§ **Seçilen alıntı**:
.....

Bu hafta Pazar Filemiz'de, seyyah profesör Salih Şimşek'in Azerbaycan izlenimlerine yer veriyoruz...

Azerbaycan’a geçen yıl (23–25 Kasım 2012) yaptığım seyahatin arkasından Türkiye’ye dönünce, şöyle bir değerlendirme yazısı yazmış ve gazetemiz Yeni Sakarya’nın 07.12.2012 Cuma günü haftalık köşe yazımda, ‘Bakü’de İlginç Bir Kongre’ başlığı ile yayınlamıştım.

.....

§ **Sağlanan veriler**:
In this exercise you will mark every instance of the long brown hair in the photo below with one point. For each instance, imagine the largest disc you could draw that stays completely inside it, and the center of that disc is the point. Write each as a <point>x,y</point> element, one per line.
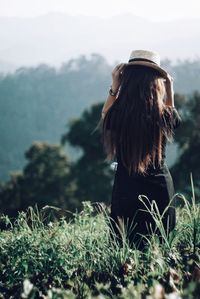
<point>134,125</point>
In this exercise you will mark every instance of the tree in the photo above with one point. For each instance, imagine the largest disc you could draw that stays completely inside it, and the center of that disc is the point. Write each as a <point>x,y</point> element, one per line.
<point>43,181</point>
<point>91,173</point>
<point>188,139</point>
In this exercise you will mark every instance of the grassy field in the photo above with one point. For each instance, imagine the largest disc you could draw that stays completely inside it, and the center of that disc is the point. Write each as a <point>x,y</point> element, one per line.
<point>76,258</point>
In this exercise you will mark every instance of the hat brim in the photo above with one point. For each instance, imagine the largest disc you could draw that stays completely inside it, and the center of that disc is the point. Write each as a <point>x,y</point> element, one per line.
<point>149,64</point>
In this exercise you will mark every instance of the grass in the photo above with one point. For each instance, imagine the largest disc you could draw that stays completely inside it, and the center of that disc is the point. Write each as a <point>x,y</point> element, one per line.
<point>76,258</point>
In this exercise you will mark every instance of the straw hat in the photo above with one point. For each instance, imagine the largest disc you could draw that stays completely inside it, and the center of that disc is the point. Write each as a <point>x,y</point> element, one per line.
<point>147,58</point>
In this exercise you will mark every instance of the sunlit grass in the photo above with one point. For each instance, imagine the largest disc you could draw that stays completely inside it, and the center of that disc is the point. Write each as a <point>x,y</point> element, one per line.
<point>77,258</point>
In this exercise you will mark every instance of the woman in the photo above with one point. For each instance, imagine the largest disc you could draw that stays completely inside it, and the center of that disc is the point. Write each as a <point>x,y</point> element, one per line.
<point>138,118</point>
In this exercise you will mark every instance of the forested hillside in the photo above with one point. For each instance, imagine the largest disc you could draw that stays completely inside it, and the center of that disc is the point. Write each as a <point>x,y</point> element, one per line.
<point>37,103</point>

.....

§ **Alıştırma amacı**: Seçilen alıntıyı baştan sona, tek bir karakterini değiştirmeden yeniden yazın. Veriler bu alıştırmada hiçbir işlev görmez.

§ **Tam çıktı**:
Bu hafta Pazar Filemiz'de, seyyah profesör Salih Şimşek'in Azerbaycan izlenimlerine yer veriyoruz...

Azerbaycan’a geçen yıl (23–25 Kasım 2012) yaptığım seyahatin arkasından Türkiye’ye dönünce, şöyle bir değerlendirme yazısı yazmış ve gazetemiz Yeni Sakarya’nın 07.12.2012 Cuma günü haftalık köşe yazımda, ‘Bakü’de İlginç Bir Kongre’ başlığı ile yayınlamıştım.